What you are asked to do: Make your reply a word-for-word repeat of the records.

(Referring expression pointing data)
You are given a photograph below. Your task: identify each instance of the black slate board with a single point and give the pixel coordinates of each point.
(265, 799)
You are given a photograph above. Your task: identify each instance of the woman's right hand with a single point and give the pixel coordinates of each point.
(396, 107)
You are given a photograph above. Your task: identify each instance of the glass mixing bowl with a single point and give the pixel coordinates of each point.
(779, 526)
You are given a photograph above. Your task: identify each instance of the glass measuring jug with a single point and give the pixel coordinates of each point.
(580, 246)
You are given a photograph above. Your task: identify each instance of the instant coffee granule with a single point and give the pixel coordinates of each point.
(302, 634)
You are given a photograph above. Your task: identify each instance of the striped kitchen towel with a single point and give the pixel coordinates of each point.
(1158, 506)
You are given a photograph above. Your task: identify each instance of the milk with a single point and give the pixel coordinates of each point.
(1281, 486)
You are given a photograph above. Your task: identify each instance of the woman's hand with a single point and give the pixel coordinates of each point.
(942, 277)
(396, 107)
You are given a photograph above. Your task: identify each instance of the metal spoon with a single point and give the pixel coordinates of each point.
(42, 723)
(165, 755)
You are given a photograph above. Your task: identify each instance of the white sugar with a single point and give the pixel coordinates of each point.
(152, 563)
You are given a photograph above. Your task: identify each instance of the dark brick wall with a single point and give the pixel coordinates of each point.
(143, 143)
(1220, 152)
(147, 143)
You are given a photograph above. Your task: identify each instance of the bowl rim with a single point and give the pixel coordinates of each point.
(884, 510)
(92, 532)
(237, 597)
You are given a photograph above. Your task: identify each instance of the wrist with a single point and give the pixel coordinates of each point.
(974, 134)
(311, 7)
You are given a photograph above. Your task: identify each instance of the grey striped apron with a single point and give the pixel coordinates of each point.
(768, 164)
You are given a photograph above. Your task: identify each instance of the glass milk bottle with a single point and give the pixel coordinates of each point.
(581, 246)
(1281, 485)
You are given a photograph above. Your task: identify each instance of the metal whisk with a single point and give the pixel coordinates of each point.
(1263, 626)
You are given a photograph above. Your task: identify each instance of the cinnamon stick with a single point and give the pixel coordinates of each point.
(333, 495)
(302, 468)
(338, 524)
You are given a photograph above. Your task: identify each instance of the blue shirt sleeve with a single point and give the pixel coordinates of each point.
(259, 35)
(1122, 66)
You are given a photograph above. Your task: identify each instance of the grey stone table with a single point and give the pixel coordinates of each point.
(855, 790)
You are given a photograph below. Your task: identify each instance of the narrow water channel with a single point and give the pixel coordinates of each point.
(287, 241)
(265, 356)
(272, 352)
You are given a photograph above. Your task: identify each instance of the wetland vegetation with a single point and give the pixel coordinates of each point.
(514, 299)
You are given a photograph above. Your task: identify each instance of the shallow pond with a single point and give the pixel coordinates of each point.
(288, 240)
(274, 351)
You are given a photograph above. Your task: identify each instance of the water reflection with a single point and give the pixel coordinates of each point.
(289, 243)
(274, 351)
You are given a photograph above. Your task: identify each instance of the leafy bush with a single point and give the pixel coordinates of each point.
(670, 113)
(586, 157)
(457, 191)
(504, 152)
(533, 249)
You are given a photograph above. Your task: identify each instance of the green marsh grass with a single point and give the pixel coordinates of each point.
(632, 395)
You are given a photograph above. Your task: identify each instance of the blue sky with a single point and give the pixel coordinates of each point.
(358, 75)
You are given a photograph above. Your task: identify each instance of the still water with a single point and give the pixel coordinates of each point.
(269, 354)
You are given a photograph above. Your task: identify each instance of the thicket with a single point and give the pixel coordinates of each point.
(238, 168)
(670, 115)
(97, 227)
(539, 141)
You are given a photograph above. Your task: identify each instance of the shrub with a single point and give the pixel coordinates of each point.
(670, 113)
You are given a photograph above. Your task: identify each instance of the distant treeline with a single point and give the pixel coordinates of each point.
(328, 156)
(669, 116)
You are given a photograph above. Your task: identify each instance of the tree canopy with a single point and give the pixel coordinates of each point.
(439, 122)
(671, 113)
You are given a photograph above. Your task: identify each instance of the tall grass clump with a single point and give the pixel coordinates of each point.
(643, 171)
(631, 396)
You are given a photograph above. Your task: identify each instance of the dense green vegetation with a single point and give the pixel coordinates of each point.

Output of the exercise:
You are given a photograph below. Your task: identify each instance of the black slate board with a single point and give the pixel coordinates of each point.
(265, 799)
You are given a photograph above. Your task: identify each instance of the woman's right hand with a single point and give the pixel coordinates of each point.
(396, 107)
You are given a photograph above. Your task: identify each instance of the glass mixing bowl with a single point and give the pixel coordinates of each point.
(779, 526)
You are given a photograph above. Your task: identify each instance of the glass measuring jug with a single point and give the pixel coordinates of each point.
(580, 246)
You are given a photograph above. Your task: identify each instance of the instant coffee granule with a single point and give the pixel coordinates of each point.
(302, 634)
You are given a photograph above. Your task: identify each instance of the striped kitchen towel with a single point and give the pixel coordinates of each point.
(1158, 506)
You are given a photograph above. Your task: identify each instance of the milk with a single point and give the pixel coordinates of each point.
(1281, 486)
You are given a photograph above. Your task: identify each instance of the woman's hand with a single point and give the pixel coordinates of each point.
(942, 277)
(396, 107)
You are given a photograph above. Your task: identify each instance of the metal spoon with a single point and give the pixel coordinates of each point.
(42, 723)
(165, 755)
You are given a photograph above. Your task: identify each instance of the white sugar with a single point and give the pixel coordinates of each point.
(152, 563)
You are given a photograph above. Your task: identify each instance of the dark brick wall with a single point and give the pixel coordinates of each point.
(143, 143)
(1220, 152)
(147, 143)
You are given a photograph above. Your task: identify each instance of the bowl rim with a single point and give the pixel coordinates of each point.
(884, 510)
(92, 532)
(237, 597)
You are given a photograph above. Your task: identify each instance of the wrist with a single point and give the pixel coordinates of each point.
(974, 134)
(311, 7)
You are given a photograph above. Your task: identify each instance of the grey striped apron with a single point and give the pixel coordinates of each point.
(768, 164)
You are given a photograph above. Your task: identify each instance of the glass milk bottle with a single point and give the pixel coordinates of each point.
(581, 246)
(1281, 485)
You are given a photograph above. Your task: identify each instance of the metal whisk with a single point and give the pixel coordinates of each point.
(1263, 626)
You are given a photograph above. Your task: identify each instance of the cinnamon stick with a single point and give the pixel coordinates of each point.
(333, 495)
(302, 468)
(338, 524)
You are given a photograph above. Your task: identify each instance of the blue shirt sleeve with a single point and give the pixel coordinates of each point.
(259, 35)
(1122, 66)
You are given a photograph above. Your task: identify each instance of the grey stone table with a single point and give the pixel coordinates of each point.
(855, 790)
You are given a photograph below. Your task: identify each instance of the narrow water channel with a single point and give the pixel coordinates of each point.
(287, 241)
(265, 356)
(272, 352)
You are given a photograph above. Your task: identify each instance of the wetland vegetation with a single point and give the pixel coordinates of each point.
(514, 299)
You are given a photograph above. Your task: identify each instance of the shallow pond with a single point and give the pixel coordinates of each point.
(288, 240)
(274, 351)
You are given a photograph above. Your task: identify each instance of the water reflection with a single point and give the pixel coordinates of each point.
(289, 243)
(274, 351)
You are given a photograph above. Your task: identify each instance of the leafy bush with a single point and give the pixel coordinates of each point.
(670, 113)
(586, 157)
(457, 191)
(504, 152)
(533, 249)
You are given a photograph above. Your task: identify each instance of the green marsh grass with a single point and give the pixel coordinates of each point.
(632, 395)
You are given a photograph above. Your task: identify each instance of the blue sky with a single point and give the pixel coordinates of each point.
(358, 75)
You are given a photograph above. Your task: identify each instance of the still water with a single point and give the pixel coordinates of each point.
(269, 354)
You are given a photograph above. Your task: identify each instance of the thicket with a single point and give the pixel coordinates of each point.
(238, 168)
(670, 115)
(97, 227)
(539, 141)
You are given a photograph above. Your task: identify each instance of the shrub with a single point and give the pixel coordinates of each point.
(670, 113)
You are given a photograph above. Your task: identify each instance of the distant treeline with a single point and give the pixel coordinates of each point.
(328, 156)
(669, 116)
You are given a photograph above. Your task: identify each instance of the tree canopy with a single point and give the pixel coordinates of each point.
(439, 122)
(671, 113)
You are given a photograph above. Your task: identify each instance of the tall grass clump with a single point and give the pixel coordinates of each point.
(643, 171)
(631, 396)
You are given a photograph above. Your task: identify each instance of the dense green vegetation with a single point and give the pixel coordinates of each point.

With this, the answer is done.